## Exercise details
Go through the listing and copy every line word for word.
:: Recorded information
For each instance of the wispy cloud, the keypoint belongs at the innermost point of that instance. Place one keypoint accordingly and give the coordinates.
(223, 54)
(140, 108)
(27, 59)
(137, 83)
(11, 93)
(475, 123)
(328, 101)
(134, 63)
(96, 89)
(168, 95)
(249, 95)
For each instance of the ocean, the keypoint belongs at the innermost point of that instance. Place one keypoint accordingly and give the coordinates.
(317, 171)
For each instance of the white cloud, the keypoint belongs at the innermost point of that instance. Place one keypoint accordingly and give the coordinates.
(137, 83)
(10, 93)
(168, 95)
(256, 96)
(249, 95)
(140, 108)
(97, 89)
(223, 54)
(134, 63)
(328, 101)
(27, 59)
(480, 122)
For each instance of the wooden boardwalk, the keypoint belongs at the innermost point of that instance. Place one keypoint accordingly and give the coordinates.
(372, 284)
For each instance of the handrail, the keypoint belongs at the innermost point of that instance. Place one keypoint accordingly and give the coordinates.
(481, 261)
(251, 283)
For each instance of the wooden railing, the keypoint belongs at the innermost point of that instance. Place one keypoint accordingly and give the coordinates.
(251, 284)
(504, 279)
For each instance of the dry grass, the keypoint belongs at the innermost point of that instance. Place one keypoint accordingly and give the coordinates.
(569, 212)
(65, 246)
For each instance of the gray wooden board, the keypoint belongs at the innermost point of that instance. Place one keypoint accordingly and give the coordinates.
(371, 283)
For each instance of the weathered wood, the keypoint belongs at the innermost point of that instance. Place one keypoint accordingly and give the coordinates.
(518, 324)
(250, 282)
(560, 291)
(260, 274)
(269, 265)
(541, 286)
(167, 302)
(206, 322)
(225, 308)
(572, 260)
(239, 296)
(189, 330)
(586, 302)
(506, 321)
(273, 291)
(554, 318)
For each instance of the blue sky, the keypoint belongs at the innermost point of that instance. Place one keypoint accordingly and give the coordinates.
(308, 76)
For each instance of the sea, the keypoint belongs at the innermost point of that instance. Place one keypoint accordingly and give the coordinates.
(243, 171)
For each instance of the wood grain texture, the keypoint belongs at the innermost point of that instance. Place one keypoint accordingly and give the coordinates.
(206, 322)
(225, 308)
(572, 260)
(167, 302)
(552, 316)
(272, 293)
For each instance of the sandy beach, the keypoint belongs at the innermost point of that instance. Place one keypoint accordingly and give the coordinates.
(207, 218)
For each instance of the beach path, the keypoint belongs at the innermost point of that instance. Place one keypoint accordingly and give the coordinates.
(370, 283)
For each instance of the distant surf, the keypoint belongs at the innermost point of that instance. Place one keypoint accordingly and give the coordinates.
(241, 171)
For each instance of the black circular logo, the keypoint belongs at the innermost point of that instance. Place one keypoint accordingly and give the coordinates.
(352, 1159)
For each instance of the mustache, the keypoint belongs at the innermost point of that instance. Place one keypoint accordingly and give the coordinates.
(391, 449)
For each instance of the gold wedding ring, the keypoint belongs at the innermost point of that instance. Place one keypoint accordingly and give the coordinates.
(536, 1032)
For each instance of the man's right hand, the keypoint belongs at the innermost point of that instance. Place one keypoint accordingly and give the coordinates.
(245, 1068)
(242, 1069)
::::
## Exercise solution
For each instance of the wispy cloud, the keypoint belongs at the innermost point of that instance. Place one keypoint accordingly and give the coordinates.
(223, 54)
(140, 108)
(27, 59)
(137, 83)
(11, 93)
(475, 123)
(328, 101)
(134, 63)
(96, 89)
(168, 95)
(249, 95)
For each instance of the ocean, the keypoint belongs at the innermost point of that instance. Place one keypoint accordingly and give the coordinates.
(317, 171)
For each instance of the white cloud, the keypoint belongs at the innermost point of that instance. Place one keypoint accordingly and give the coordinates.
(137, 83)
(10, 93)
(168, 95)
(256, 96)
(249, 95)
(140, 108)
(97, 89)
(223, 54)
(134, 63)
(328, 101)
(27, 59)
(480, 122)
For each instance of the wooden boardwalk, the keypoint belongs at the innermost point of that instance. Place one keypoint accordingly and give the coordinates.
(372, 284)
For each instance of the handrail, the keypoint belongs at the innermost point of that instance. Place one keypoint accordingly and give the coordinates.
(481, 261)
(251, 283)
For each instance of the wooden railing, the keypoint belongs at the innermost point of that instance. Place one keypoint accordingly and give the coordinates.
(251, 284)
(504, 279)
For each instance of the dry grass, the keypoint belongs at the innermost point of that instance. Place one keypoint accordingly and give the coordinates.
(569, 212)
(65, 246)
For each instance of the gray wooden board, the keypoint belongs at the innermost point of that instance. Place one keypoint accordingly and give the coordinates.
(371, 283)
For each instance of the weathered wood, the keypoint belongs at the innermost point of that instance. Place one keypoint accordingly and give the coordinates.
(518, 324)
(250, 282)
(560, 291)
(260, 274)
(269, 265)
(541, 286)
(167, 302)
(206, 322)
(225, 308)
(572, 260)
(239, 296)
(189, 330)
(586, 302)
(506, 321)
(273, 291)
(554, 318)
For each instance of the blue sky, the keypoint belongs at the innermost point of that instance. Place one keypoint accordingly and give the coordinates.
(308, 76)
For each instance of the sea, the keypoint belongs at the innermost point of that instance. Place one keypoint accordingly and give the coordinates.
(243, 171)
For each instance of the wood grain texture, the keypoint belongs at the innermost point of that instance. Place one keypoint accordingly and give the coordinates.
(206, 322)
(225, 308)
(572, 260)
(167, 302)
(552, 316)
(272, 293)
For each instance of the sandy beach, the keypoint belongs at the innermost point of that instance. Place one keypoint accordingly and give the coordinates.
(207, 218)
For each instance of the beach path, the keypoint belongs at the innermost point of that instance. Place one keypoint accordingly and give the coordinates.
(370, 283)
For each instance of the distant surf, the keypoint belongs at the innermost point of that instance. Place one keypoint accordingly and give the coordinates.
(241, 171)
For each instance of the black circular logo, the keypoint belongs at the innermost point of that instance. Place one keypoint accordingly and give the coordinates.
(352, 1159)
For each instance of the mustache, the keypoint belongs at the innermost point of that instance. Place one keypoint accordingly and give the coordinates.
(391, 449)
For each instance of the gold wedding ring, the keypoint belongs at the innermost point of that instance. Place one keypoint accordingly and give the coordinates.
(536, 1032)
For each instance of the man's right hand, the keypoint belongs at the innermost point of that instance. Place one keypoint accordingly and give the coordinates.
(245, 1068)
(242, 1069)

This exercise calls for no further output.